--- Fragmento de la página ---
A Di Stéfano lo vi yo cuando
apenas me habían vestido con pantalones largos y gracias a
que había sacado muy buenas notas en el colegio dirigido por
los jesuitas de mi pueblo. El viaje lo hice de paquete en
una Lanch: motocicleta que se había ganado fama de aguantar
lo que le echaran. Mi padre y yo íbamos con el pecho forrado
de páginas del Diario de Cádiz y la niebla nos llegaba hasta
los talones.
Nos presentamos en el viejo Nervión con la comida en la boca
que nos habían servido en El Ocho: un restaurante muy
económico de Sevilla. En el cual comenzamos a vivir el
ambiente generado por Di Stéfano desde que en la temporada
53-54 empezó a jugar en el Real Madrid.
Los primeros años de esta década seguían siendo muy duros,
pero el juego de la estrella argentina había obrado el
milagro de que los aficionados al fútbol imitaran a los del
toro: que vendían el colchón para asistir a la plaza.
Yo salí de Nervión tratando de pegarle patadas a todos los
objetos que se me ponían por delante y con las ideas muy
claras: nunca más volvería a caer en la tentación de fumar
cigarrillos de matalaúva con los compañeros de clase. Era lo
menos que podía exigirme si quería correr igual que lo había
hecho el nueve del Madrid.
Un nueve que dejaba sin recursos al encargado de marcarle y
que rompía en mil pedazos el orden que hubiesen previsto los
rivales. Aparecía por todas las zonas del campo y en todas
trabajaba acorde con las necesidades de cada una. La gente
decía que tenía ojos en la nuca, porque su situación le
permitía saber siempre dónde estaban sus compañeros y de qué
manera explotar las debilidades de los rivales.

--- Datos disponibles ---
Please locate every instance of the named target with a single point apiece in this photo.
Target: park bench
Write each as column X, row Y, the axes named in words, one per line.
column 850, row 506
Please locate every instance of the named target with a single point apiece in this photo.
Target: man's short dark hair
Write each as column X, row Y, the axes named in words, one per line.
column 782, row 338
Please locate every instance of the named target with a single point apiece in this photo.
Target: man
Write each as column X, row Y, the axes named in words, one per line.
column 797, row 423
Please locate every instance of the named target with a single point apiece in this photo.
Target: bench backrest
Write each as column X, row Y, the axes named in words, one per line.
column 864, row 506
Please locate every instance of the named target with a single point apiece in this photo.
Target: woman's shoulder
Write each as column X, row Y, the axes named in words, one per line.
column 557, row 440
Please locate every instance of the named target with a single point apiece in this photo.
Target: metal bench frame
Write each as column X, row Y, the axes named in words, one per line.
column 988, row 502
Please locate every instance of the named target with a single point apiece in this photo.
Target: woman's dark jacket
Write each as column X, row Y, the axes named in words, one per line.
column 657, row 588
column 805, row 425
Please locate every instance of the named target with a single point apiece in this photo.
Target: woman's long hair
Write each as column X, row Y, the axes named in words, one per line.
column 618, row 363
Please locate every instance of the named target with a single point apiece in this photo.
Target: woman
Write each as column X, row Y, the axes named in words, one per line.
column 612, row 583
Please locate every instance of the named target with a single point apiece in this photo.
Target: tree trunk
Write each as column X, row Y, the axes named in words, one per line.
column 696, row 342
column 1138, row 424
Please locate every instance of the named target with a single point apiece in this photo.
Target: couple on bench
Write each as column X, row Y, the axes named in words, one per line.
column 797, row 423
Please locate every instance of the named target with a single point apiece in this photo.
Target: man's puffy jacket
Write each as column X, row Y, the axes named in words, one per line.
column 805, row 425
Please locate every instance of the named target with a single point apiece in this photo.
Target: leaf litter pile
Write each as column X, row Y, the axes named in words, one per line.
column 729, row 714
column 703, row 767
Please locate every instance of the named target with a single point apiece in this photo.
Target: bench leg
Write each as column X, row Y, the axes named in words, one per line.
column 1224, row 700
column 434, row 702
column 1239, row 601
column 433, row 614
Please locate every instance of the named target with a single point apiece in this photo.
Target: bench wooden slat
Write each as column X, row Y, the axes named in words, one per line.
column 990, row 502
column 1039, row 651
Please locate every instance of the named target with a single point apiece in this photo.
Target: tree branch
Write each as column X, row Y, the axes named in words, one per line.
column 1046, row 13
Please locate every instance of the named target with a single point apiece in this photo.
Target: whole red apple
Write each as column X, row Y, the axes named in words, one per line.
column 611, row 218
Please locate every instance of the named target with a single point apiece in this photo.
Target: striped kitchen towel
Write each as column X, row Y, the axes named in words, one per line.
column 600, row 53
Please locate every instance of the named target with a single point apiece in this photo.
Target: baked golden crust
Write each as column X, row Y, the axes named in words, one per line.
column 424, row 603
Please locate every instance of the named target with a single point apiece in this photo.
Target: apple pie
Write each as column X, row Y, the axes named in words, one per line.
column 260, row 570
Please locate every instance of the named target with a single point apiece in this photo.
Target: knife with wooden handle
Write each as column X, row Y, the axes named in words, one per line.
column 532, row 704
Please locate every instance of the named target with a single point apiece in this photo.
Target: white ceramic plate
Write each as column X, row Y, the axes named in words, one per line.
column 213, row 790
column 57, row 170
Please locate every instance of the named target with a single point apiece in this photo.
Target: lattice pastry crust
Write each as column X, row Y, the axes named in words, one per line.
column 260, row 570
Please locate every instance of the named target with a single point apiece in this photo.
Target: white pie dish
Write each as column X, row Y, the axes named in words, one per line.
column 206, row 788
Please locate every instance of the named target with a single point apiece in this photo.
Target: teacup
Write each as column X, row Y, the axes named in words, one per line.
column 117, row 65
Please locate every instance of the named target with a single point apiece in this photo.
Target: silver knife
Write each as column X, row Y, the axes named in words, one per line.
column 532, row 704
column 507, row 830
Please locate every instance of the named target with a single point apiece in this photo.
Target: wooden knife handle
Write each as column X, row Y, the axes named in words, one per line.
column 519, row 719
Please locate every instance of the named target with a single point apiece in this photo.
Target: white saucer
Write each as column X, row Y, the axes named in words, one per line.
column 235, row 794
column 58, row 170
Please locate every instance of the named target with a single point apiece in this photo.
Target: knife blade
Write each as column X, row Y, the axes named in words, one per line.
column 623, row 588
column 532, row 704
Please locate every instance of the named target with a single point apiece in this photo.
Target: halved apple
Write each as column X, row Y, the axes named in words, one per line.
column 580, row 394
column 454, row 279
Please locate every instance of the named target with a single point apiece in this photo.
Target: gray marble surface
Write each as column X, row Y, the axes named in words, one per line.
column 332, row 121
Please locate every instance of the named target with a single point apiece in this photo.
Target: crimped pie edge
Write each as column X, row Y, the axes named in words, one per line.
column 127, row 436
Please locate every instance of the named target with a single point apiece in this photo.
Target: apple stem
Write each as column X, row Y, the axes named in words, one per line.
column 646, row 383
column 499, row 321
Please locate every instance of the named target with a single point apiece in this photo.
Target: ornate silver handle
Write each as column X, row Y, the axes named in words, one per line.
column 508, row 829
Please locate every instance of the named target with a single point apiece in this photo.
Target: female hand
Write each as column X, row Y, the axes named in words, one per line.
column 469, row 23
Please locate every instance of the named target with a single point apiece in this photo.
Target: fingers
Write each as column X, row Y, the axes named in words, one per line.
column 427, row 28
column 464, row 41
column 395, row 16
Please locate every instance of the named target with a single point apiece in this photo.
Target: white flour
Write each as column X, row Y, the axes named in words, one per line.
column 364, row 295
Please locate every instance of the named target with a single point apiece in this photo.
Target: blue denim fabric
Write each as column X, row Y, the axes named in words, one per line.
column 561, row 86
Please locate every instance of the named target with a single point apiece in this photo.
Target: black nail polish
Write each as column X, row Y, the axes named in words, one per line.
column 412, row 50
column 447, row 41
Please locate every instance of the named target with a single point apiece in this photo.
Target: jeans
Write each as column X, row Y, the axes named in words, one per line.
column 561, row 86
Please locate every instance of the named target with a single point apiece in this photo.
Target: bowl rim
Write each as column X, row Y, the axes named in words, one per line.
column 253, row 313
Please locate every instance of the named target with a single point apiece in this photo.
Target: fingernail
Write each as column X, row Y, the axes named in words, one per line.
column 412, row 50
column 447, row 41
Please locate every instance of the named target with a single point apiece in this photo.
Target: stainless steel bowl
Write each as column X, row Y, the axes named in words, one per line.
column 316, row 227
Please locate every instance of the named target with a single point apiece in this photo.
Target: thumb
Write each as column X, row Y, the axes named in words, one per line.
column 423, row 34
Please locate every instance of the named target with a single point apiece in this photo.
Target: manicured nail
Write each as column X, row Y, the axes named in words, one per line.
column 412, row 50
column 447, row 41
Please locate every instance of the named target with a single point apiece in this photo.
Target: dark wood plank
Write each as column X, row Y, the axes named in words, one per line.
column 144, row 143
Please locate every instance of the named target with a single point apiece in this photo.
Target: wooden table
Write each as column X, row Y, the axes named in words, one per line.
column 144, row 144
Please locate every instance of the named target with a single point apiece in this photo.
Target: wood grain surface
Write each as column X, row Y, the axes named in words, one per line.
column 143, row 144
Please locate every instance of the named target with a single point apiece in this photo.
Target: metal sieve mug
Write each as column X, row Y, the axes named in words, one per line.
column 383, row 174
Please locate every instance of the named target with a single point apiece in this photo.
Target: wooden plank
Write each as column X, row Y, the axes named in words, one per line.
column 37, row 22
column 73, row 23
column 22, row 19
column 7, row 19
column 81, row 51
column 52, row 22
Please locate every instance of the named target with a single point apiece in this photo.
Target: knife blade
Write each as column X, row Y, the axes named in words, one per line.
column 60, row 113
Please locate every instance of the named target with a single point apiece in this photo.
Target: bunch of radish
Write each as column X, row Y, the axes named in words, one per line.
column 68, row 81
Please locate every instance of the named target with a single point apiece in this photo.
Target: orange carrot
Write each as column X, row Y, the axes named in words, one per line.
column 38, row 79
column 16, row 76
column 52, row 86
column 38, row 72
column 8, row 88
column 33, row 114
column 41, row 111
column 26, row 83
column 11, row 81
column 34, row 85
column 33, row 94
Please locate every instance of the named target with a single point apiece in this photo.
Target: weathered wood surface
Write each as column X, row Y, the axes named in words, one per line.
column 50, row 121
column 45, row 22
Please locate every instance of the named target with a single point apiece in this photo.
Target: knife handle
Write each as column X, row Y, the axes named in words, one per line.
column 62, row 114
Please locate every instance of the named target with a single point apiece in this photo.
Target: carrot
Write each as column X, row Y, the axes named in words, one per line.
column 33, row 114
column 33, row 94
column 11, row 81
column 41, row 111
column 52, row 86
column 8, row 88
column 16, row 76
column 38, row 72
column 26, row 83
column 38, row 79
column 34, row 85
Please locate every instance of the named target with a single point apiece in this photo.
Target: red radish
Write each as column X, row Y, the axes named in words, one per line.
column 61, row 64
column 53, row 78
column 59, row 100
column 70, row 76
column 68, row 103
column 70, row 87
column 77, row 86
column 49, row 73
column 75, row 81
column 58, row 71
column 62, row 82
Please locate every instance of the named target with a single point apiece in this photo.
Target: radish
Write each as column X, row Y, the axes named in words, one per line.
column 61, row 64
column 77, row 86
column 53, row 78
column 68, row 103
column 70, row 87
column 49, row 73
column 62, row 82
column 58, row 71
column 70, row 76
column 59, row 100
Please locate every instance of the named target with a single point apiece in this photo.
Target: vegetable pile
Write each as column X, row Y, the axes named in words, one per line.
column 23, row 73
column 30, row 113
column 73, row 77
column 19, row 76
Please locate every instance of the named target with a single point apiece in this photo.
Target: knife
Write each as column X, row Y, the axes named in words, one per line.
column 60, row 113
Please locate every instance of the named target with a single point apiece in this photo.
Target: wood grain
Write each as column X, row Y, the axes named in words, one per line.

--- Enunciado ---
Prosigue el relato del recuerdo de Di Stéfano en Nervión justo después de su última oración.

--- Respuesta ---
Durante años estuve presumiendo de haber visto a Di Stéfano
en Nervión y sufriendo porque a partir de entonces hube de
conformarme con sus apariciones en el No-Do. Pero a partir
de 1959, viviendo ya en Madrid, pude seguir viendo a mi
ídolo: unas veces en televisión y muchas más en el Santiago
Bernabéu.
Di Stéfano amargó la existencia a los centrales y su
presencia obligó a que los entrenadores tomasen medidas para
evitar que don Alfredo deambulara por el césped como Pedro
por su casa. Iturraspe, entrenador del Valencia, fue el
primer técnico que se dio cuenta de cómo había que frenar a
tan extraordinaria máquina. Y sacó a Magriñán, jugador
correoso y bajito, con la misión de perseguir al nueve por
todo el terreno de juego. Magriñán se consagró ese día...
También Di Stéfano, por su modo de entender la vida después
de los partidos, hizo posible que Pepe Villalonga,
entrenador, tuviera que devanarse los sesos para ver la
mejor manera de que la Saeta Rubia eliminara toxinas cuanto
antes. Y se sacó de la manga el entrenamiento de los lunes.
Acertando plenamente con su decisión.
Ayer escribía Umbral de la España de Di Stéfano, y de cómo
los hombres se olvidaron de las mujeres, de otros deportes,
de los amigos, porque ya no había amigos sino fanáticos a
favor o en contra de un extranjero que corría mucho. Lo
escrito por Umbral puede parecer una exageración, pero el
futbolista argentino cambió la vida de muchos hogares
españoles y, sobre todo, madrileños. La gente se hacía
cruces porque alguien dijera que había pagado veinte duros
por una entrada para ver al mejor jugador del mundo.
Y es que Di Stéfano, con todos mis respetos para quienes no
lo crean así, ha sido el mejor jugador de todos los tiempos.
El problema es que la televisión fue vista cuando don
Alfredo estaba ya acabando su carrera. Lo cual le ha hecho
estar en desventaja con Pelé, Maradona, Cruyff, etc. Uno,
que los ha visto a todos, sigue convencido de que cómo la
Saeta Rubia no ha nacido aún nadie. Alegría, pues, por su
recuperación.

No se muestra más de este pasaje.